TEXT UNDER STUDY =>

Analytical HPLC was carried out on an Agilent 1100 system (Wilmington, DE) equipped with a Vydac peptide and protein analytic C-18 column (Anaheim, CA). The sample was eluted with water and acetonitrile containing 0.1% TFA varying from 10% to 80% over 30 min. The fluorescence emission scan was measured using a Spex Fluorolog spectrofluorimeter (Jobin Yvon, Inc., Edison, NJ), while the fluorescence intensity of PG-Gd-NIR813 was measured using the 800-nm channel of an Odyssey Imaging system (LI-COR Biosciences).
2.3. In Vivo Imaging and Biodistribution Studies
Rat glioma C6 cells and mouse lymphoma A20 cells were obtained from the American Type Culture Collection (Rockville, MD). Cells were grown in RPMI-1640 plus 10% fetal bovine serum. Cells were trypsinized and suspended in Hanks’ balanced salt solution (HBSS, Sigma, Saint Louis, MO) before inoculation.
All animal studies were carried out in the Small Animal Imaging Facility at M. D. Anderson Cancer Center in accordance with institutional guidelines. C6 tumors were grown subcutaneously on the hind legs of nude rats (150 g; Harlan Sprague Dawley, Indianapolis, IN) by injecting 5 × 105 viable tumor cells suspended in PBS. When tumors had grown to 0.8–1.0 cm in average diameter (about 3 weeks after inoculation), the rats (n=3) were brought into the imaging suite for pre-contrast optical and magnetic resonance imaging.
Prior to imaging, the rats were anesthetized with 2% isoflurane gas in oxygen. During imaging, the rats were maintained in an anesthetized state with 0.5%–1.5% isoflurane in oxygen. Optical imaging was done first using an IVIS imaging system (200 series) (Xenogen Corp., Alameda, CA) with indocyanine green (ICG) filter sets (excitation band/emission band: 710–760/810–875 nm). The field of view was 13.1 cm in diameter. The fluency rate for near-infrared fluorescence (NIRF) excitation light was 2 mW/cm2. The camera settings included maximum gain, 2 × 2 binning, 640 × 480 pixel resolution, and an exposure time of 0.8 s. After the pre-contrast optical imaging, MRI was performed on a 7.0-Tesla Bruker Biospec scanner. Axial and coronal images were obtained using a 950-mT/m, 5.7-cm-inner-diameter actively shielded gradient coil system (19,000 mT/m-s slew rate) and a 3.5-cm-inner-diameter volume radiofrequency coil. T1-weighted MR images (TE = 8.5 ms, TR = 900 ms) were acquired with a 6×6 cm field of view, 0.75-mm section thickness, 0.25-mm gap, and a 192 × 128 matrix.
After pre-contrast optical and MR imaging, the rats were injected intravenously with PG-Gd-NIR813 at a dose of 0.2 mmol Gd/kg (50 nmol NIR813/rat) at an injection volume of 500 μL per rat. Twenty-four hours later, the rats were subjected to optical imaging and MRI using the same methods and parameters as described above. After the imaging, the rats were sacrificed and tumors were collected for analysis.

(Collected data entries)
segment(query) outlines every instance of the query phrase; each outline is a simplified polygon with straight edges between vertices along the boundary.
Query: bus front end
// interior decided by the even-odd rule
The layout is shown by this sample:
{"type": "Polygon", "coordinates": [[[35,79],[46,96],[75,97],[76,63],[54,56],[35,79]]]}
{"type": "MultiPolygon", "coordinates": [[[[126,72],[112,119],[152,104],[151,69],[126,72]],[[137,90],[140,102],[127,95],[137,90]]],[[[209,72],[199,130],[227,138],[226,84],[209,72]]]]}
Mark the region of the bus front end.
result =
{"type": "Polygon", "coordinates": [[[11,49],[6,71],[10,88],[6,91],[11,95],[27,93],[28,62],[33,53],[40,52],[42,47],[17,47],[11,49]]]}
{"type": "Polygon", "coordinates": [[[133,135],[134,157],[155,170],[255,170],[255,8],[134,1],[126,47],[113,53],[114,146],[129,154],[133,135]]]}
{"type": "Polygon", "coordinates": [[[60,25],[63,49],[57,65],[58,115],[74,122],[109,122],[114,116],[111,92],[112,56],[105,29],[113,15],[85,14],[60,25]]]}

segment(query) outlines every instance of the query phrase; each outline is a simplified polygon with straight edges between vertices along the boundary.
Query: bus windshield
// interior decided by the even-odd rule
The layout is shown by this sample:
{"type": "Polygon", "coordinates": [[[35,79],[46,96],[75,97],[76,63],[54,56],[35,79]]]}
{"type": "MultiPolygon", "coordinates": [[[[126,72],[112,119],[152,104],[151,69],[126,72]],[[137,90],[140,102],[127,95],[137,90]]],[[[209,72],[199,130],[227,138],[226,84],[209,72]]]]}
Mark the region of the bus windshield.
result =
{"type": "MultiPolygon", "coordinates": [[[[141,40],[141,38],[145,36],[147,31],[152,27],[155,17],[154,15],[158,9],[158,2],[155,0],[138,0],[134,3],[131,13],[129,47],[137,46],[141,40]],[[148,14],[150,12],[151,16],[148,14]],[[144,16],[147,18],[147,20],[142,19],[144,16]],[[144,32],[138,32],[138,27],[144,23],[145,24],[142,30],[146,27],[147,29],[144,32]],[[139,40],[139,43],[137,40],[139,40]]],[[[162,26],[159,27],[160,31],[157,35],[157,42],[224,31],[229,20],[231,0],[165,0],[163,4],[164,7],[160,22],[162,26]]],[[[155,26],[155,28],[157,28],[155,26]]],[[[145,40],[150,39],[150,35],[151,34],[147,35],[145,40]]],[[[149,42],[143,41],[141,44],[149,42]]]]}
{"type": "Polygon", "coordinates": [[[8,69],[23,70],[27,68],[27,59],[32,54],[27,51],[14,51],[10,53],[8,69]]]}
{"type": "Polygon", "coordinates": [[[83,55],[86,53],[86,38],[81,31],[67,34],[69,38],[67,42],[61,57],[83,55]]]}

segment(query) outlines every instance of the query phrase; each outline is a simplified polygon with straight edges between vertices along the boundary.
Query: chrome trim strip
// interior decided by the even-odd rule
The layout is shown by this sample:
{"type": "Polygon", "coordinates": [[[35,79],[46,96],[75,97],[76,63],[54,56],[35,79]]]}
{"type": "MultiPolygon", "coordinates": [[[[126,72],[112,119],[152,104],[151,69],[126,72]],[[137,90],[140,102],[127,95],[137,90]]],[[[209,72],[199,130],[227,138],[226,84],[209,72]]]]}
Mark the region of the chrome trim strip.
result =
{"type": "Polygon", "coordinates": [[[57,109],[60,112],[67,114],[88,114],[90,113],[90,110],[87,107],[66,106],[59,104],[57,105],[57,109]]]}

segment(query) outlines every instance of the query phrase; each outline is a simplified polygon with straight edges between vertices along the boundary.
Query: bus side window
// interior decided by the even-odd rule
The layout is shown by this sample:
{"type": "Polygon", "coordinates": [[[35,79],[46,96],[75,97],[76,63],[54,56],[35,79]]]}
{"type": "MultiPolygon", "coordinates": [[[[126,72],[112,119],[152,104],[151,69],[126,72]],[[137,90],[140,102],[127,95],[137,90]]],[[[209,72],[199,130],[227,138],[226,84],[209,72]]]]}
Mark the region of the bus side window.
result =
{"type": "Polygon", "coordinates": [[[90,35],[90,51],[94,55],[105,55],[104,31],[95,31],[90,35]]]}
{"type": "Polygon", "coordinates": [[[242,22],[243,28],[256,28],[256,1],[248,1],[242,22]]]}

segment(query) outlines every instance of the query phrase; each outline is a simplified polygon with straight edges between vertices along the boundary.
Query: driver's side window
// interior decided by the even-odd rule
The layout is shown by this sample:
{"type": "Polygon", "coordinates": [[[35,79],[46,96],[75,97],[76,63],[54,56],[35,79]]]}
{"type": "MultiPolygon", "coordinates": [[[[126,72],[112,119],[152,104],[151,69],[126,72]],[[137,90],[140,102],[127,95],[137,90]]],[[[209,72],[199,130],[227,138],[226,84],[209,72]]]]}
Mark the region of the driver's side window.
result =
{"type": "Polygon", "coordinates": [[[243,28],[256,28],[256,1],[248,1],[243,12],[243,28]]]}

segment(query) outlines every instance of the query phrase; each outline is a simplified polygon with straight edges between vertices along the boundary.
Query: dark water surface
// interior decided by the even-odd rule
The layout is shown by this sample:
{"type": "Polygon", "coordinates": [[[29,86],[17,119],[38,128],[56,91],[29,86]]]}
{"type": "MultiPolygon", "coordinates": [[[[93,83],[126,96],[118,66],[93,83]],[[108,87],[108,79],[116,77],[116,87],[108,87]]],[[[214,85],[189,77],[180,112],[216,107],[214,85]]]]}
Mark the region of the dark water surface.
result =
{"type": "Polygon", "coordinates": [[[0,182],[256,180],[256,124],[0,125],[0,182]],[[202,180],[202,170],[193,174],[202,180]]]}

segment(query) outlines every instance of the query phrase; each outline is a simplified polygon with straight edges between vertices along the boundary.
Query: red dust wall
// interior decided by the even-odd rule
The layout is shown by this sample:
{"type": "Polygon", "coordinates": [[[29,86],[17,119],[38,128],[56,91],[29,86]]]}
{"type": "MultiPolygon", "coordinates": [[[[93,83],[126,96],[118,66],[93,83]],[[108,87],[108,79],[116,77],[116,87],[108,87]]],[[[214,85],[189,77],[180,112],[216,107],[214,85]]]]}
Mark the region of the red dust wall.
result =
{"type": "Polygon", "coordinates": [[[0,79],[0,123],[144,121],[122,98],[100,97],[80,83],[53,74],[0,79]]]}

PROBLEM SET =>
**a.** Rewrite the paragraph of the imaging methods text that begins "All animal studies were carried out" as a short list, keeping its main facts.
**b.** According to the imaging methods text, what was the diameter of the field of view in the optical imaging?
**c.** Continue the imaging methods text, starting after its final sentence.
The records are not needed for any of this work.

OUTPUTS BY TASK =>
**a.**
- Site: Small Animal Imaging Facility at M. D. Anderson Cancer Center, following institutional guidelines.
- Tumor model: C6 tumors grown subcutaneously on the hind legs of nude rats (150 g; Harlan Sprague Dawley, Indianapolis, IN).
- Inoculation: 5 × 105 viable tumor cells suspended in PBS.
- Timing: once tumors reached 0.8–1.0 cm in average diameter (about 3 weeks after inoculation), the rats (n=3) underwent pre-contrast optical and magnetic resonance imaging.

**b.** The field of view was 13.1 cm in diameter.

**c.**
For the biodistribution studies, rats bearing C6 tumors were injected intravenously with 0.2 mmol Gd/kg (50 nmol NIR813/rat) PG-Gd-NIR813 at an injection volume of 500 μL per rat. One group of rat was sacrificed at 1h (n=3) and another group at 48 h (n=4). Major organs were then collected and imaged ex vivo with Xenogen optical imaging system with the parameters listed above. Quantification of relative fluorescence was done using the Living Image Software v. 3.2. Tissues with p-values <0.05 were considered statistically significant using Student’s T-test.
2.4. Immunohistochemical Staining
The excised C6 tumors were frozen with optimum cutting temperature (OCT) compound (Sakura Finetek, Torrance, CA) and sectioned into 5-μm slices. The slides were washed with PBS and then fixed with 4% paraformaldehyde for 20 min at room temperature. After another PBS washing, the slices were incubated with 10% goat serum for 30 min at 37°C and then subjected to mouse anti-rat CD68 (pan-macrophages) monoclonal antibody (1:100) at 4°C overnight. IRDye 680 goat anti-mouse IgG (1:750) was applied as the secondary antibody for 1 h at room temperature. Sections were washed with PBS and mounted. The whole slices were scanned under an Odyssey imaging system (LI-COR). The fluorescence of PG-Gd-NIR813 was scanned using the 800-nm channel, while the fluorescence of IRDye 680-conjugated secondary antibody was scanned using the 700-nm channel. The micrograph was examined by fluorescence microscopy (Zeiss Axio Observer.Z1, Carl Zeiss MicroImaging GmbH, Göttingen, Germany). Adjacent slices were stained for CD163 (resident macrophages), CD169 (activated macrophages), TUNEL (apoptotic cells), and hemotoxylin and eosin. Cell nuclei were counterstained with 4′,6-diamidino-2-phenylindole (DAPI). The TUNEL staining was performed according to manufacturer’s protocol.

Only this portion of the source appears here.